Support Questions
Find answers, ask questions, and share your expertise
Announcements
Alert: Welcome to the Unified Cloudera Community. Former HCC members be sure to read and learn how to activate your account here.

Using AWS roles with distCP command Cloudera HDFS to Amazon S3

Highlighted

Using AWS roles with distCP command Cloudera HDFS to Amazon S3

Explorer

Our shop uses AWS roles, not Secret keys.  So how do I properly provide my credentials for a distCP operation:

 

my role credentials look like this:

aws_iam_role=arn:aws:iam::<acct #>:role/rolename

 

my source files are at :

/tmp/some_data_event_file  and my destination is 

s3://bucket/path1/path2/

 

How do I use this within the context of moving files from Cloudera HDFS to S3?  We are on 

Hadoop 2.6.0-cdh5.10.0

 

My starting point is this command

hadoop distcp -Dfs.s3a.access.key=myAccessKey -Dfs.s3a.secret.key=mySecretKey hdfs://user/hdfs/mydata s3a://myBucket/mydata_backup

 

What should I use in lieu of:

-Dfs.s3a.access.key=myAccessKey -Dfs.s3a.secret.key=mySecretKey

 

IOW if my model looks like this:

hadoop distcp -Dfs.s3a.access.key=myAccessKey -Dfs.s3a.secret.key=mySecretKey hdfs://tmp/some_data_event_files/*    s3a://bucket/path1/path2/  

 

What do I replace -Dfs.s3a.access.key=myAccessKey -Dfs.s3a.secret.key=mySecretKey with to use the role unstead of individual acct key.

__SHORT PROBLEM 1__
List every location in the forum post about using AWS roles with distCP that begins with a prefix followed by "://", in the order each first appears.
__SHORT PROBLEM 2__
Continue the forum post about using AWS roles with distCP from the point where it stops.

__DATA SHOWN__
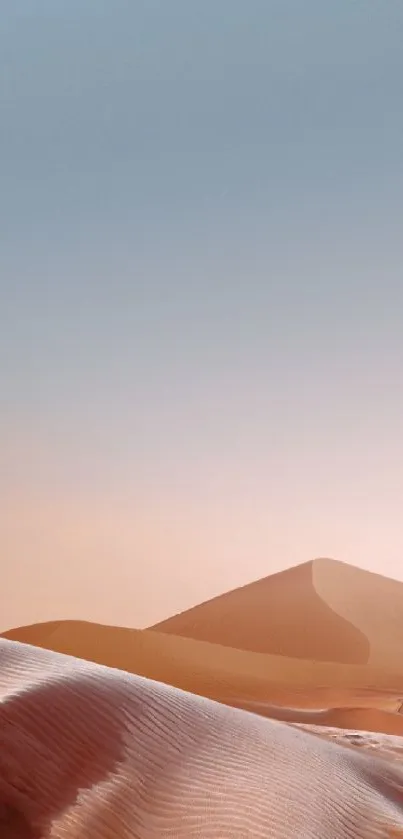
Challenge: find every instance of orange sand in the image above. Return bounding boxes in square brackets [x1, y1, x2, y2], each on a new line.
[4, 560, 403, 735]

---

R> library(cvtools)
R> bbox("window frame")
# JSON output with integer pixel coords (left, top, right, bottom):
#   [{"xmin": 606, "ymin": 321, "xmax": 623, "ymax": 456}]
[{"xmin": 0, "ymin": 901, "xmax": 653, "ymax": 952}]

__WRITTEN RESPONSE 1__
s3://bucket/path1/path2/
hdfs://user/hdfs/mydata
s3a://myBucket/mydata_backup
hdfs://tmp/some_data_event_files/*
s3a://bucket/path1/path2/

__WRITTEN RESPONSE 2__
 

1 REPLY 1

Re: Using AWS roles with distCP command Cloudera HDFS to Amazon S3

Expert Contributor

Distcp is using the S3 API.

 

Per AWS [1] to interact with the S3 API in an authenticated fashion, you must have a signature value that is generated from an access key. Your starting point command is the only way to do this copy using distcp based on what i'm seeing here.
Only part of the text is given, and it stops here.